### WHAT YOU ARE ASKED TO DO:
Output all lines exactly.

*-*-*

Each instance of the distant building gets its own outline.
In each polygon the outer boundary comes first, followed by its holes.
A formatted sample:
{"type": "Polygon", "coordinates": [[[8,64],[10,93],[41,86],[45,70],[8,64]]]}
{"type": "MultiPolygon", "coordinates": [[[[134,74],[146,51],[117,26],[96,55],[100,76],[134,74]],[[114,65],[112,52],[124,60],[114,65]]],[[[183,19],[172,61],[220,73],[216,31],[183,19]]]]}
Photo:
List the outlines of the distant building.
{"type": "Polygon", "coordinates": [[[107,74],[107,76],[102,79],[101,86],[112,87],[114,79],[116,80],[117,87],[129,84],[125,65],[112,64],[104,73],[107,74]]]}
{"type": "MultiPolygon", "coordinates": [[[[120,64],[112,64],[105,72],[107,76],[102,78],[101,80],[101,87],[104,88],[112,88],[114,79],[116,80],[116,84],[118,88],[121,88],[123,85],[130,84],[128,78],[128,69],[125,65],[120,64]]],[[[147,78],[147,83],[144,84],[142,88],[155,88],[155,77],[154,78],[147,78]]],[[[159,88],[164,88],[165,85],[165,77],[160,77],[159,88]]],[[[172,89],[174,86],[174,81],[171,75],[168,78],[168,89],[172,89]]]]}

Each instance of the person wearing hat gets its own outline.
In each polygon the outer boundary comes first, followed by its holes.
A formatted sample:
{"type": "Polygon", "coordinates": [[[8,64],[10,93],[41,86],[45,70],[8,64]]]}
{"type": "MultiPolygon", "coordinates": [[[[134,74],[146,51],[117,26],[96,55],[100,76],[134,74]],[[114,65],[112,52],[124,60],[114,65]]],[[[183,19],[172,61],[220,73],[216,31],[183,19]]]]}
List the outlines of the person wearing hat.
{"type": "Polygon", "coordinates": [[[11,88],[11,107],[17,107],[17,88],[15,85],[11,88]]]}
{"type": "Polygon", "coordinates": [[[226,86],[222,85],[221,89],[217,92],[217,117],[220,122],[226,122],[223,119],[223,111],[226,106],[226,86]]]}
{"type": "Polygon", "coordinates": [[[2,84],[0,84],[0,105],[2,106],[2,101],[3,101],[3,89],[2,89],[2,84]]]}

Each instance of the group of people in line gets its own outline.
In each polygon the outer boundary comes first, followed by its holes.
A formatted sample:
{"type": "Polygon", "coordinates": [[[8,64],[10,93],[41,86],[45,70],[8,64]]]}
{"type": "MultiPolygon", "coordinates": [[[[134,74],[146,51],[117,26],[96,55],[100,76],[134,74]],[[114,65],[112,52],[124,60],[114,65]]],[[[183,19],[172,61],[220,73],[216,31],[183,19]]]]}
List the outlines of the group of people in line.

*-*-*

### RESULT FOR THIS EXERCISE:
Each instance of the distant building gets its own outline.
In each polygon the outer boundary comes first, followed by its holes.
A formatted sample:
{"type": "Polygon", "coordinates": [[[8,64],[10,93],[41,86],[45,70],[8,64]]]}
{"type": "MultiPolygon", "coordinates": [[[[134,74],[146,51],[117,26],[96,55],[100,76],[134,74]],[[114,65],[112,52],[124,60],[114,65]]],[[[183,19],[172,61],[220,73],[216,31],[183,19]]]]}
Photo:
List the outlines of the distant building.
{"type": "Polygon", "coordinates": [[[107,74],[107,76],[102,79],[101,86],[112,87],[114,79],[116,80],[117,87],[129,84],[125,65],[112,64],[104,73],[107,74]]]}
{"type": "MultiPolygon", "coordinates": [[[[120,64],[112,64],[105,72],[107,76],[102,78],[101,80],[101,87],[104,88],[112,88],[114,79],[116,80],[116,84],[118,88],[121,88],[123,85],[130,84],[128,78],[128,69],[125,65],[120,64]]],[[[147,78],[147,83],[144,84],[142,88],[155,88],[155,77],[154,78],[147,78]]],[[[159,88],[164,88],[165,85],[165,77],[160,77],[159,88]]],[[[172,89],[174,86],[174,81],[171,75],[168,78],[168,89],[172,89]]]]}

Each instance of the person wearing hat gets its own outline.
In each polygon the outer boundary comes first, followed by its holes.
A formatted sample:
{"type": "Polygon", "coordinates": [[[8,64],[10,93],[41,86],[45,70],[8,64]]]}
{"type": "MultiPolygon", "coordinates": [[[[134,74],[146,51],[117,26],[96,55],[100,76],[134,74]],[[114,65],[112,52],[124,60],[114,65]]],[[[183,19],[172,61],[220,73],[216,31],[183,19]]]]}
List the outlines of the person wearing hat.
{"type": "Polygon", "coordinates": [[[11,88],[11,107],[17,107],[17,88],[15,85],[11,88]]]}
{"type": "Polygon", "coordinates": [[[226,86],[222,85],[221,89],[217,92],[217,117],[220,122],[226,122],[223,119],[223,111],[226,106],[226,86]]]}
{"type": "Polygon", "coordinates": [[[2,84],[0,84],[0,105],[2,106],[2,101],[3,101],[3,89],[2,89],[2,84]]]}

Each instance of the group of people in line gets its own outline.
In each polygon the outer boundary comes first, followed by its holes.
A formatted sample:
{"type": "Polygon", "coordinates": [[[8,64],[10,93],[41,86],[45,70],[8,64]]]}
{"type": "MultiPolygon", "coordinates": [[[[134,74],[146,51],[117,26],[96,55],[100,76],[134,74]],[[114,65],[112,52],[124,60],[114,65]]],[[[183,19],[172,61],[220,73],[216,31],[183,19]]]]}
List the outlines of the group of people in line.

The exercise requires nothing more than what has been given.